* **Stated goal a**: Summarize the film review in two sentences.

----------

Speaking of Frost (who often appears in films with his counterpart, Simon Pegg), you would be led to believe by the trailers and ads for Attack the Block that he has a more prominent role in the film. His character is funny, but not really essential to the rest of the story. It’s more likely that his name was used as a bargaining chip to sell the picture, since the rest of the cast is comprised of unknowns. He certainly lends some weight (pun unintended) to the proceedings, but it’s the newcomer, Boyega, who’s the real star.
(Minor spoiler alert!) Since this is an alien invasion movie after all, the other unsung stars of the show are the sightless creatures, which resemble a furry black amalgamation of a dog, bear and gorilla, with luminous sharp teeth. I’m not sure what the evolutionary advantage is for blind creatures with glowing teeth, but it sure looks cool. The effects work relies heavily on good old man-in-suit costumes, with CGI taking a back seat. The script doesn’t spend a lot of time speculating about how the creatures got there, but that’s not really the point. The main focus is on how the characters band together to deal with the invaders, utilizing whatever means they have at their disposal to fend off the threat to their turf.
The weakest element of Attack the Block is the local drug kingpin Hi-Hatz (Jumayn Hunter), who doggedly pursues Moses after a misunderstanding. He seems oblivious to the rest of the chaos that’s going on around him, viewing Moses as a potential threat to his dominance on the block. Compared to the rest of the story, his inclusion seems a little heavy handed. Cornish tries a bit too hard to blend cultural significance into the mix, when the overall narrative could have been a little tighter without this subplot. Even without Hi-Hatz, much of the social commentary would have remained intact. It’s fairly clear that Moses and most of his friends don’t have a lot of choices. Even in 21st century society, there are double standards for whites and blacks. Calling the authorities doesn’t amount to the same thing when you’re instantly suspect. In this neighborhood, matters (including alien invasions) need to be taken into the residents’ own hands.
So what exactly does this film have to say about racial tensions? Well, this isn’t exactly Do The Right Thing with aliens. At its heart, Attack the Block is a rollicking good sci-fi action movie with a dash of comedy and a smidgen of social commentary. Don’t expect to write your master’s thesis about the socioeconomic dichotomy in South London, based solely on this film. Just sit down, turn your brain off, and have a good time. Or as the character Moses would likely say, “Allow it.”

----------

* **Stated goal b**: Put every line of the listing, from the line containing "# test: point at every instance of the gold corinthian" through the end of the listing, into a JSON list of strings with one string per line, leaving out blank lines.

* **Location identification entries**:
----------

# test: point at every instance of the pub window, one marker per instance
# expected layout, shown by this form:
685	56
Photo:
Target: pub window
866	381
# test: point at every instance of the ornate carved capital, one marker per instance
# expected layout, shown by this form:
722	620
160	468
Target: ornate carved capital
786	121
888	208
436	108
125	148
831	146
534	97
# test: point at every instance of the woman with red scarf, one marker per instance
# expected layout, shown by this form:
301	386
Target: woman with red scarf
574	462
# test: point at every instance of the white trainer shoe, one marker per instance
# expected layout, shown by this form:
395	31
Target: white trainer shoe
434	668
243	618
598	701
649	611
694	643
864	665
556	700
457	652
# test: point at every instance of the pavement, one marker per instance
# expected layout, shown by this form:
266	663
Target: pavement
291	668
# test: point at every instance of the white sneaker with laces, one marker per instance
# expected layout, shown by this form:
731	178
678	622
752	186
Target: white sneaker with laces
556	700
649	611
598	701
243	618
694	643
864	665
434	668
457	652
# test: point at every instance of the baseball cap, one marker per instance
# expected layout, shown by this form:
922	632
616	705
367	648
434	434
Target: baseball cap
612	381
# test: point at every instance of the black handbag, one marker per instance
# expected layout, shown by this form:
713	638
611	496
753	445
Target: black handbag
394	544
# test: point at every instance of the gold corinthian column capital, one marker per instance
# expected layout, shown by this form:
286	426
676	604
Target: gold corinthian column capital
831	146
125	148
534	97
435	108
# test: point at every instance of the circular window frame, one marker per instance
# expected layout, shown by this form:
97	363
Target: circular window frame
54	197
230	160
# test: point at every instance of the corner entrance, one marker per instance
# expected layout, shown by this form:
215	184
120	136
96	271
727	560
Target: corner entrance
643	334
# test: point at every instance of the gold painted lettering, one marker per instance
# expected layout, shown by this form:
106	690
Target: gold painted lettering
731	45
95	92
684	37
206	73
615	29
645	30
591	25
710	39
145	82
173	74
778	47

----------

* **Correct response a**: Attack the Block gives Frost a smaller part than its trailers and ads suggest, while the newcomer Boyega is the real star and the blind, glowing-toothed creatures, realized mainly through man-in-suit costumes rather than CGI, are another standout. The drug-kingpin subplot with Hi-Hatz is the film's weakest element, yet its social commentary on the limited choices and double standards facing Moses and his friends remains intact, and the film is above all a fun sci-fi action movie with some comedy and a little social commentary.

* **Correct response b**:
[
  "# test: point at every instance of the gold corinthian column capital, one marker per instance",
  "# expected layout, shown by this form:",
  "286\t426",
  "676\t604",
  "Target: gold corinthian column capital",
  "831\t146",
  "125\t148",
  "534\t97",
  "435\t108",
  "# test: point at every instance of the circular window frame, one marker per instance",
  "# expected layout, shown by this form:",
  "97\t363",
  "Target: circular window frame",
  "54\t197",
  "230\t160",
  "# test: point at every instance of the corner entrance, one marker per instance",
  "# expected layout, shown by this form:",
  "215\t184",
  "120\t136",
  "96\t271",
  "727\t560",
  "Target: corner entrance",
  "643\t334",
  "# test: point at every instance of the gold painted lettering, one marker per instance",
  "# expected layout, shown by this form:",
  "106\t690",
  "Target: gold painted lettering",
  "731\t45",
  "95\t92",
  "684\t37",
  "206\t73",
  "615\t29",
  "645\t30",
  "591\t25",
  "710\t39",
  "145\t82",
  "173\t74",
  "778\t47"
]